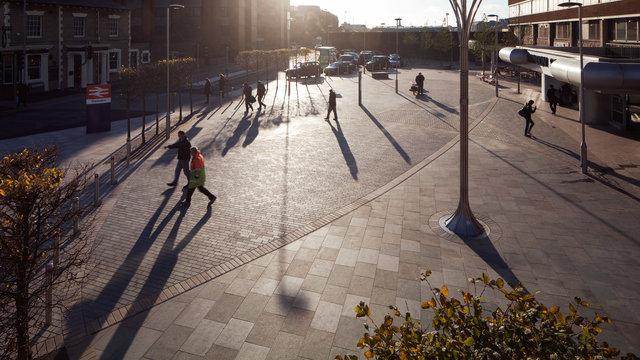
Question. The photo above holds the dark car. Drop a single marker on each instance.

* * *

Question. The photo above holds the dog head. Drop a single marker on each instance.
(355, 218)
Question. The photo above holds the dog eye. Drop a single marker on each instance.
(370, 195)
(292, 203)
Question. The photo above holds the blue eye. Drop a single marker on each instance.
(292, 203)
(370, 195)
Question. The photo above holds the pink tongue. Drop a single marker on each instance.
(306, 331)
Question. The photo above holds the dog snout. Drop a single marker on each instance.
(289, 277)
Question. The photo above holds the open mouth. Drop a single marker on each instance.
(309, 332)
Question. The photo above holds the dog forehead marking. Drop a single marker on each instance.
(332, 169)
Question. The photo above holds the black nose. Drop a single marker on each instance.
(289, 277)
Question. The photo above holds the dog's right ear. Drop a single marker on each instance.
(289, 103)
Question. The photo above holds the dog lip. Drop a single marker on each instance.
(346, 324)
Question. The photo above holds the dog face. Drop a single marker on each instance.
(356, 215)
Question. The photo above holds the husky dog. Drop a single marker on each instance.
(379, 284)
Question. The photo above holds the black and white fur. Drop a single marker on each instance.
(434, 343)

[Task statement] Please pull out each line of the records above that contains the word "black", counting only matches with the same capitalization.

[Result]
Question. The photo above holds the black nose. Drop a single marker on each instance.
Question. The photo above holds the black and white fur. Drop a single marker on each instance.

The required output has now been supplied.